### WHAT THE EXERCISE ASKS
Retyping each entry exactly is the whole task.

[Referring expression pointing data]
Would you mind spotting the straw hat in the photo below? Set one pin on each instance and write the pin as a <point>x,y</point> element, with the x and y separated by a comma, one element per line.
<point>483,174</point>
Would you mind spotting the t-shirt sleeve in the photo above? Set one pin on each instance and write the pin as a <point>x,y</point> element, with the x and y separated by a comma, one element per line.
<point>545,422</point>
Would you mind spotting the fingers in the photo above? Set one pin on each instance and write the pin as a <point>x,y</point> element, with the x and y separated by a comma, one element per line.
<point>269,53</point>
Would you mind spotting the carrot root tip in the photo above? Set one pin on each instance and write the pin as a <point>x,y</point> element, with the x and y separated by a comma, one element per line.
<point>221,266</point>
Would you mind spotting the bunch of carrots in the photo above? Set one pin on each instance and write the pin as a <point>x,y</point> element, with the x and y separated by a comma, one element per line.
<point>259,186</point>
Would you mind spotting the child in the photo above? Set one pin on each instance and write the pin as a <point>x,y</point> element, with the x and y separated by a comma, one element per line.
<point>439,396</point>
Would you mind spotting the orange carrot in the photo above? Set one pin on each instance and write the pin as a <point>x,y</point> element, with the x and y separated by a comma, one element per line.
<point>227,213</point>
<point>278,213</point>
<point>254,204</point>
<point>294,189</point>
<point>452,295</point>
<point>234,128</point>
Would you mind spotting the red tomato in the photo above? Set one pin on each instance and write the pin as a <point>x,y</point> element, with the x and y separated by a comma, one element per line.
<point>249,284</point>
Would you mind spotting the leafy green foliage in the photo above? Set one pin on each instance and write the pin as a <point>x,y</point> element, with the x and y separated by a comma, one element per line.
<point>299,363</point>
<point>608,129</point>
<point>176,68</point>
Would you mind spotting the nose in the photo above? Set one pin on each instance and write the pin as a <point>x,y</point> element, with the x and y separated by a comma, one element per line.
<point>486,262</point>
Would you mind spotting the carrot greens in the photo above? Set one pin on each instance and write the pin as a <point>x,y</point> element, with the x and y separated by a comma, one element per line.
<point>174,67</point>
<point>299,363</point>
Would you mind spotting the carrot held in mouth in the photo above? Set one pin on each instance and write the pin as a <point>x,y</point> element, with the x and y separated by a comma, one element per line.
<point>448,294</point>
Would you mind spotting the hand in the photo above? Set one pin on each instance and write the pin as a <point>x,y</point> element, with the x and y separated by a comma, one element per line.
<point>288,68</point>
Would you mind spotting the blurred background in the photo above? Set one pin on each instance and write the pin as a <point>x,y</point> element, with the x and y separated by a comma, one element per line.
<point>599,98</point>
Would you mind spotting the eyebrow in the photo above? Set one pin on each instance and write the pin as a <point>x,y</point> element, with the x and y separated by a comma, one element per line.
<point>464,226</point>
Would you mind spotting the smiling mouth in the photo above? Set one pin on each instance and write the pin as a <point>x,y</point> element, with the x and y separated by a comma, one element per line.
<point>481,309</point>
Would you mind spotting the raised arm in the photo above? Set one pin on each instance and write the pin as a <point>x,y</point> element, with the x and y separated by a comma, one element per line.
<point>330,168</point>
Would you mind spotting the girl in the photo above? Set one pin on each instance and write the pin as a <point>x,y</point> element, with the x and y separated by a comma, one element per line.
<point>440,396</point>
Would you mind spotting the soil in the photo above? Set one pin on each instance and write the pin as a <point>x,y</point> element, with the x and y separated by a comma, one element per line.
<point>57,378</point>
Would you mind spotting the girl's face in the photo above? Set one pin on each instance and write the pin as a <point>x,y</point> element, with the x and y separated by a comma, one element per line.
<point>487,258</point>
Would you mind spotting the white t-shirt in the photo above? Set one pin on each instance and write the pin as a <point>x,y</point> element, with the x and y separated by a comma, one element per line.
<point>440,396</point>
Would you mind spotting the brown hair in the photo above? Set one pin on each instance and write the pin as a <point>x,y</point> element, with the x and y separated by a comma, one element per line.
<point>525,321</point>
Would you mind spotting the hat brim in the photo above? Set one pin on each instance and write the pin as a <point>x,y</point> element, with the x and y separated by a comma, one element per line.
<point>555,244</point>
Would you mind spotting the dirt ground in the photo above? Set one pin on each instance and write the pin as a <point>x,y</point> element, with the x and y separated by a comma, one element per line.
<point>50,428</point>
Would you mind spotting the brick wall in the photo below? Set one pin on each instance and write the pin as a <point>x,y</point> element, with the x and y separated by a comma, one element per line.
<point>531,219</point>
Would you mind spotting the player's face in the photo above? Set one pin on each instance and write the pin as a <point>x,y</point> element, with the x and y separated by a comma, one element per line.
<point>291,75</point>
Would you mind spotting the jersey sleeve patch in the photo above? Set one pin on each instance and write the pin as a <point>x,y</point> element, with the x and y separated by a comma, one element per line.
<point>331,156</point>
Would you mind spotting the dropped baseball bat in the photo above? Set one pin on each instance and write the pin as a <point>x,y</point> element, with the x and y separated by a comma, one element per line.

### THE COMPLETED TASK
Would you mind spotting the straw hat in the photo below? Set one pin on each instance and write the pin as a <point>x,y</point> element, with the x and y separated by a comma, one element per line.
<point>483,174</point>
Would you mind spotting the t-shirt sleeve in the photo above? Set one pin on each instance and write the pin as a <point>x,y</point> element, with the x and y separated by a comma, one element per line.
<point>545,422</point>
Would you mind spotting the fingers in the photo above? Set one pin on each instance and write the pin as a <point>x,y</point> element, with the x and y separated by a comma, one element per line.
<point>269,53</point>
Would you mind spotting the carrot root tip in the photo above? Set one pin on each instance and write the pin as a <point>x,y</point> element, with the x and y separated by a comma, one element per line.
<point>221,266</point>
Would you mind spotting the bunch of carrots in the photo above? Set one pin on each instance and write the pin as a <point>x,y</point> element, with the x and y separated by a comma, one element per line.
<point>259,186</point>
Would you mind spotting the child in the photo above? Set one pin on each instance and write the pin as a <point>x,y</point> element, with the x and y separated by a comma, one element per line.
<point>439,396</point>
Would you mind spotting the orange carrot in the photo above? Set one pin on each instance and write the pin as a <point>x,y</point> element, with the x and y separated by a comma, one element per line.
<point>227,213</point>
<point>278,213</point>
<point>254,204</point>
<point>294,189</point>
<point>452,295</point>
<point>234,128</point>
Would you mind spotting the red tomato in the photo above? Set one pin on each instance and write the pin as a <point>x,y</point> element, with the x and y separated by a comma, one element per line.
<point>249,284</point>
Would you mind spotting the leafy green foliage in the photo above? Set one pin on each instance and write the pin as a <point>x,y</point> element, with the x and y separated by a comma, one element per line.
<point>299,363</point>
<point>608,129</point>
<point>176,68</point>
Would you mind spotting the nose in the photo above? Set one pin on each instance and write the pin as a <point>x,y</point> element, with the x and y separated by a comma, one element per line.
<point>486,262</point>
Would you mind spotting the carrot greens in the photo above? Set one pin on each instance and write the pin as a <point>x,y</point> element, with the x and y separated by a comma, one element per line.
<point>174,67</point>
<point>299,363</point>
Would you mind spotting the carrot held in mouth in the photo above? Set one pin on each instance and write the pin as a <point>x,y</point> element, with the x and y separated by a comma, one element per line.
<point>448,294</point>
Would you mind spotting the hand in the photo above? Set one pin on each instance and write the pin as a <point>x,y</point> element, with the x and y separated by a comma, one element per line.
<point>288,68</point>
Would you mind spotting the blurred background in the photo above? Set one pin on each instance and write the pin as a <point>x,y</point> element, with the x and y separated by a comma, one element per line.
<point>599,98</point>
Would you mind spotting the eyebrow in the photo above? Set one pin on each instance and write the pin as a <point>x,y</point> element, with the x and y separated by a comma, one element per line.
<point>464,226</point>
Would you mind spotting the smiling mouth in the photo above? Set one pin on each instance and write the pin as a <point>x,y</point> element, with the x and y separated by a comma, one element per line.
<point>481,309</point>
Would you mind spotting the raised arm in the photo above? Set one pin on each instance and write the pin as a <point>x,y</point> element, with the x and y separated by a comma, one element per line.
<point>330,168</point>
Would you mind spotting the girl in the photo above? Set one pin on each instance and write the pin as a <point>x,y</point> element, with the x and y separated by a comma, one element per line.
<point>440,396</point>
Would you mind spotting the soil in the photo above? Set one pin on each instance and write the pin as a <point>x,y</point> element, with the x and y separated by a comma, one element per line.
<point>57,378</point>
Would you mind spotting the girl's face in the photo above? Set one pin on each instance and write the pin as a <point>x,y</point> element, with the x and y separated by a comma, one element per line.
<point>487,258</point>
Would you mind spotting the white t-shirt in the photo above? Set one pin on each instance and write the pin as a <point>x,y</point> element, with the x and y separated by a comma, one element per line.
<point>440,396</point>
Would you mind spotting the brown hair in the photo above? Set one pin on each instance and write the pin as a <point>x,y</point> element, with the x and y separated by a comma, one element per line.
<point>525,321</point>
Would you mind spotting the hat brim in the photo above? Set one pin on each instance and write the pin as a <point>x,y</point> element, with the x and y separated by a comma, one element per line.
<point>555,244</point>
Would you mind spotting the dirt ground in the photo above? Set one pin on each instance and write the pin as a <point>x,y</point> element, with the x and y separated by a comma, one element per line.
<point>50,428</point>
Would you mind spotting the brick wall in the photo below? Set one pin on each instance and write the pin as a <point>x,y</point> element, with the x and y separated by a comma, one element per line.
<point>531,219</point>
Would you mind spotting the player's face in the photo above? Set one pin on each instance and write the pin as a <point>x,y</point> element, with the x and y separated by a comma, one element per line.
<point>291,75</point>
Would you mind spotting the jersey sleeve patch in the photo above? Set one pin on each instance and write the pin as a <point>x,y</point> element, with the x and y separated by a comma, one element per line.
<point>331,156</point>
Would you mind spotting the dropped baseball bat in the photo above? Set one pin on each instance and write the pin as a <point>x,y</point> element, with the x and y separated by a comma, one element per line.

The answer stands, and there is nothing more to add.